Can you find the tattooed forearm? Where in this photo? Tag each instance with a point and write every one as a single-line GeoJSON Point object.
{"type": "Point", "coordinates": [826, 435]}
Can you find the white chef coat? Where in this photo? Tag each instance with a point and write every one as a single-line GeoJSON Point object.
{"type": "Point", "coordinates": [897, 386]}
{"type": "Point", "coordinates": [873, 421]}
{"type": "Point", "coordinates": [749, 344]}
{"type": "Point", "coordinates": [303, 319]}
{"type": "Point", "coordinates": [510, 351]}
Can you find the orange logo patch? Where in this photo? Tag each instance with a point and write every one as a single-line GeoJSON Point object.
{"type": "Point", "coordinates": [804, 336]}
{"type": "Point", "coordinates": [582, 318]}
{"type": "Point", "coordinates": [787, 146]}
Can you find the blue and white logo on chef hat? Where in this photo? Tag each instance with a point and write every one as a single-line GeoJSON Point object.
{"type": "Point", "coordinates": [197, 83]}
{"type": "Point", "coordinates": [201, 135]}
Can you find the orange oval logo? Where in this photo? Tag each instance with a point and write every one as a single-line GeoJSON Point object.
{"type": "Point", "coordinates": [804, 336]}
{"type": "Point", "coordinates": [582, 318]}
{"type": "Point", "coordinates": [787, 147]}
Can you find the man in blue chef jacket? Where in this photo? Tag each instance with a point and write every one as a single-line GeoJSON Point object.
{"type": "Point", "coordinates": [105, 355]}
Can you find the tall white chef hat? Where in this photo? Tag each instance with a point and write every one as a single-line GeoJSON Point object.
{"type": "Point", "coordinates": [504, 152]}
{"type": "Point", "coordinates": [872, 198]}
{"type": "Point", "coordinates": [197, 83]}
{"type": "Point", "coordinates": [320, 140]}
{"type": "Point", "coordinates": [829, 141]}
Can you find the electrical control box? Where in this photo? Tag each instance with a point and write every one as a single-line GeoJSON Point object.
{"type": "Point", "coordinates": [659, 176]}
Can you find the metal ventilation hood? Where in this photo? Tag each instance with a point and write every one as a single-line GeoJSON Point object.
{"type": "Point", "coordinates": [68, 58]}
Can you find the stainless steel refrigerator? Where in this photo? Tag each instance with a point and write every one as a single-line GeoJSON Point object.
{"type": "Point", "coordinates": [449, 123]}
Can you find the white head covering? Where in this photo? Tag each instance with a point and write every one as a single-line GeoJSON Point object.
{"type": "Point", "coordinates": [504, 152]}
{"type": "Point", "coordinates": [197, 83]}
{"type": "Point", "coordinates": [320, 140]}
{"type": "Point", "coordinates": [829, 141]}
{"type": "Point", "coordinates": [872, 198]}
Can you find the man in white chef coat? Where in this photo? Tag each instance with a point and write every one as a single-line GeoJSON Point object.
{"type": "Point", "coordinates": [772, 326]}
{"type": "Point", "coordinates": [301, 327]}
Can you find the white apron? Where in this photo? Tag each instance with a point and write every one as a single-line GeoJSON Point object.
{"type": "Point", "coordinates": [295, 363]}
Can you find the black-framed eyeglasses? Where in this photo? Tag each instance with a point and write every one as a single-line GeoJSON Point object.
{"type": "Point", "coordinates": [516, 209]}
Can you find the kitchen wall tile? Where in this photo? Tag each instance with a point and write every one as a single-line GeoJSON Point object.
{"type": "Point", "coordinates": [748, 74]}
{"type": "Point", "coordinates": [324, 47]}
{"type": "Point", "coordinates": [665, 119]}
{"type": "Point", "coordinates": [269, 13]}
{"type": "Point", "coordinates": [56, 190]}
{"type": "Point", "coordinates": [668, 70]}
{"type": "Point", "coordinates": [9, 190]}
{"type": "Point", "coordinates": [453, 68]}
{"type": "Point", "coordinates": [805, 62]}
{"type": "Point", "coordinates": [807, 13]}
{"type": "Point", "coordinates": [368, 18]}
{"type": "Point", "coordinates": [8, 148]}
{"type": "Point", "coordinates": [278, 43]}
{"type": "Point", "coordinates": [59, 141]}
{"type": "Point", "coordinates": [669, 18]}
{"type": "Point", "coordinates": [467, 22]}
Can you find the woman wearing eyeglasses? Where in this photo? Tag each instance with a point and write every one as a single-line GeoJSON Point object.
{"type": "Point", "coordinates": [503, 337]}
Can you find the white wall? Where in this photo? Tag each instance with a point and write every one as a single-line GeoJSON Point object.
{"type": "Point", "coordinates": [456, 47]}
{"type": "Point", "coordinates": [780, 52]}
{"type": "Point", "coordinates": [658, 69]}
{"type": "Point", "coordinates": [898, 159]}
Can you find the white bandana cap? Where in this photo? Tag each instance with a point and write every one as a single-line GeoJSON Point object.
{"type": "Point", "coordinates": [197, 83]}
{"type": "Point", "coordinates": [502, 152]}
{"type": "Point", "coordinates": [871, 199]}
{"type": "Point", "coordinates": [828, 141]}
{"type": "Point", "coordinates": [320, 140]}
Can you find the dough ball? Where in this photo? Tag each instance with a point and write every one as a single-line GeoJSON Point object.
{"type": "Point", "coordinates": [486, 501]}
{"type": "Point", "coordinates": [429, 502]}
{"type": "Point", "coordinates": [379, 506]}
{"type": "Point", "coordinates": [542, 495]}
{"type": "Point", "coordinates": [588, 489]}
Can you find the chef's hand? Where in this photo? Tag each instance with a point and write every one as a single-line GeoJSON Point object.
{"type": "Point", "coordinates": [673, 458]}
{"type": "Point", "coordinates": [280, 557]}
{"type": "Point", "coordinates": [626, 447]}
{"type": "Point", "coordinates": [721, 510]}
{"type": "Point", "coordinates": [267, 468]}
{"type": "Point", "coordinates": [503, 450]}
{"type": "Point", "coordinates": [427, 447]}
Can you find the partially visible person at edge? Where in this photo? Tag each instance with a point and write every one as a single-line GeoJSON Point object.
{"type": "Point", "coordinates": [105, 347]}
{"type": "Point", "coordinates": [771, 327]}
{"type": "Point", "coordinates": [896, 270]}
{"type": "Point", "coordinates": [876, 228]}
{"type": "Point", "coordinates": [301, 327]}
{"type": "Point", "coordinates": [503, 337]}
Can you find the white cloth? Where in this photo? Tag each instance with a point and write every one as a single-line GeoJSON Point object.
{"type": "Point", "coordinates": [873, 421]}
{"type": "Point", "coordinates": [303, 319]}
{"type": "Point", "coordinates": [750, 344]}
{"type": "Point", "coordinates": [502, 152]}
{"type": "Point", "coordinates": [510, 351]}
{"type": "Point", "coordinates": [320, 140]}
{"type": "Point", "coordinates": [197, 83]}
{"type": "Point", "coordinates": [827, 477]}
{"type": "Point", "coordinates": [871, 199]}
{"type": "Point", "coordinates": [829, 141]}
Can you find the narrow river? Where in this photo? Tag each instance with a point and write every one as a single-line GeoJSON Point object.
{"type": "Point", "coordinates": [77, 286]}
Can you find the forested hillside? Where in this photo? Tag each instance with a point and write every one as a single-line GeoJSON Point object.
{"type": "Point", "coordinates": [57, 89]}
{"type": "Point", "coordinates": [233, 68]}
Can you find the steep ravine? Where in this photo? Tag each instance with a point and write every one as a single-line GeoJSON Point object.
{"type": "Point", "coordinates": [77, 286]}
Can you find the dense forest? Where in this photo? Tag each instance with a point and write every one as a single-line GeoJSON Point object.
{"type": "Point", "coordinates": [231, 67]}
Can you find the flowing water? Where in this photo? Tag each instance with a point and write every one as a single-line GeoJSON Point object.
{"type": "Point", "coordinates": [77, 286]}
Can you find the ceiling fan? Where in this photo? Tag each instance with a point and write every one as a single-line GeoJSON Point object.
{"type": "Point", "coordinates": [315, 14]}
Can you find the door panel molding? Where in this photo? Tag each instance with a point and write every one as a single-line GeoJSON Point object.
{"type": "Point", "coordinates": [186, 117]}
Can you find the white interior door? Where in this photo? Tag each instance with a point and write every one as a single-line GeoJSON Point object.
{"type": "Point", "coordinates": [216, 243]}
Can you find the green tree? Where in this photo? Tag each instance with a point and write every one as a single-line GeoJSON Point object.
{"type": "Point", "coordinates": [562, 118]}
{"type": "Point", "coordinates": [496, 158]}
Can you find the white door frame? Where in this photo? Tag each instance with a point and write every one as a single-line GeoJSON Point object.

========

Requirement: Transcribe the records word for word, starting with the line that contains "Can you find the white interior" and continuing up to and including the final line of the records.

Expected answer:
Can you find the white interior door? Where in this photo? Tag each instance with a point and write every one as a single-line GeoJSON Point object.
{"type": "Point", "coordinates": [216, 243]}
Can you find the green tree? Where in this photo? Tag each instance with a point and write every one as a single-line GeoJSON Point object.
{"type": "Point", "coordinates": [562, 118]}
{"type": "Point", "coordinates": [496, 158]}
Can you find the white door frame? Where in this photo? Tag each instance with a point and write every one as a single-line GeoJSON Point object.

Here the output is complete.